SOURCE EXTRACT »
*** Block opens ***

If there is one thing that can put a major dent in your travel budget, it is cancelling and re-booking a return flight. It can cost a pretty penny to make last minute travel plan changes. I once had to pay a $600 one way fare from Seattle to Philadelphia because a meeting was moved up a few hours. The round trip ticket I had in hand was useless. It was for that flight and that date and if you couldn’t make it - tough - it was your loss.
A few weeks ago, I found myself in another one of those situations that require flexibility in arranging a travel itinerary. Fortunately, I had a card up my sleeve, a mileage reward card from United Airlines. What’s great about United - and they just started this - is that you can now use your mileage awards to book one way tickets. Not only did I snag a one way from Philadelphia to Seattle for 12,500 miles, I managed to do the same on the return flight. So I had flexibility coming and going and that turned out to be a good thing because the meeting I had in Philadelphia was delayed a week.
When it comes to booking international tickets, you really have to check around. Another situation I got myself into this summer is booking a round trip ticket from Cairo, Egypt to New York. I started with the usual suspects - the online travel sites that we all know and love. I’m not going to mention their names because they don’t need the publicity.

*** Block closes ***

DATA EXTRACT »

*** Block opens ***

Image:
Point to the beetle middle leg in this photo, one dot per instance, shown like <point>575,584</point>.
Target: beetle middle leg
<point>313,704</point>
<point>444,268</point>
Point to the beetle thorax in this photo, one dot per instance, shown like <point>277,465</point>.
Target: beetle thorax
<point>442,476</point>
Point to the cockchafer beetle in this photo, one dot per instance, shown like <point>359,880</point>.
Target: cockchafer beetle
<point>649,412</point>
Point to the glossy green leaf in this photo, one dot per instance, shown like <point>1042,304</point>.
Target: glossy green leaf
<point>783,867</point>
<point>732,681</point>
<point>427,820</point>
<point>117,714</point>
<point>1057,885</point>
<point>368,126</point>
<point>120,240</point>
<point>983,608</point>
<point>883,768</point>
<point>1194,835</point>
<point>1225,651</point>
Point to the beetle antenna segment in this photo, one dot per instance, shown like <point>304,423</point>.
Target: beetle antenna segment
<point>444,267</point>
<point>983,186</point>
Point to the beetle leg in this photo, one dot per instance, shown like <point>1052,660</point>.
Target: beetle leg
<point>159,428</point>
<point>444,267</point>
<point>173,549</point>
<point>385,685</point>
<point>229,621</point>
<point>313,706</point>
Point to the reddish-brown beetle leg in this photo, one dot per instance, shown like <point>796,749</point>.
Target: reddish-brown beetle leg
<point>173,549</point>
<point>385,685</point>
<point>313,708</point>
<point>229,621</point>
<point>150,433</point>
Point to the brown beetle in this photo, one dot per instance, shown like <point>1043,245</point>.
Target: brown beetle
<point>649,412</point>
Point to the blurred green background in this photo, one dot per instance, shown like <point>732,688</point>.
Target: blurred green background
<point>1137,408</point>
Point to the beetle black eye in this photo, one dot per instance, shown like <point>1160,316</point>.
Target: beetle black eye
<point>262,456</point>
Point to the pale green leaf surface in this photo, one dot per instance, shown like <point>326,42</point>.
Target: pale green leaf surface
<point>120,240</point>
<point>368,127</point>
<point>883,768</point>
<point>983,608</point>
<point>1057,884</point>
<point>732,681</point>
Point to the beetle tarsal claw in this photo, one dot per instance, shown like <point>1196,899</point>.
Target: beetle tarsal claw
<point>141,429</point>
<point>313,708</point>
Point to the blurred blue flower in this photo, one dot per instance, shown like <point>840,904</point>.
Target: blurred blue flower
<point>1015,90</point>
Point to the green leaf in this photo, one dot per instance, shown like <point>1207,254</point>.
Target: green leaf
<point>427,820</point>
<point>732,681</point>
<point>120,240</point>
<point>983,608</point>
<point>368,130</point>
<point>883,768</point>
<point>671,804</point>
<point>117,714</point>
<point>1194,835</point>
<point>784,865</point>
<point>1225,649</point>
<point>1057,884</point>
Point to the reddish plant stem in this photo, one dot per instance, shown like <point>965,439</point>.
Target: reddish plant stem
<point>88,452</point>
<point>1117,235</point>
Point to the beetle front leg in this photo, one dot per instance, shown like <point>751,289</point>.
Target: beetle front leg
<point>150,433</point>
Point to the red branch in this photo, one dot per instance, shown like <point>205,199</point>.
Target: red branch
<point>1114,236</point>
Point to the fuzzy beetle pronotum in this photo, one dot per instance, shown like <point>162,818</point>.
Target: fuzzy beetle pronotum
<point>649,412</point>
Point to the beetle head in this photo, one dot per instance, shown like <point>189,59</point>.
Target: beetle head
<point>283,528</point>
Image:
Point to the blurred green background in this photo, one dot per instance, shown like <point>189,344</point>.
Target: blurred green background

*** Block closes ***

TASKS TO COMPLETE »
1. Name every city mentioned in the airfare passage.
2. Quote the airfare passage from "A few weeks" to "delayed a week.".
The listing is unrelated to the airfare passage.

EXPECTED RESULTS »
1. Seattle, Philadelphia, Cairo, New York

2.
A few weeks ago, I found myself in another one of those situations that require flexibility in arranging a travel itinerary. Fortunately, I had a card up my sleeve, a mileage reward card from United Airlines. What’s great about United - and they just started this - is that you can now use your mileage awards to book one way tickets. Not only did I snag a one way from Philadelphia to Seattle for 12,500 miles, I managed to do the same on the return flight. So I had flexibility coming and going and that turned out to be a good thing because the meeting I had in Philadelphia was delayed a week.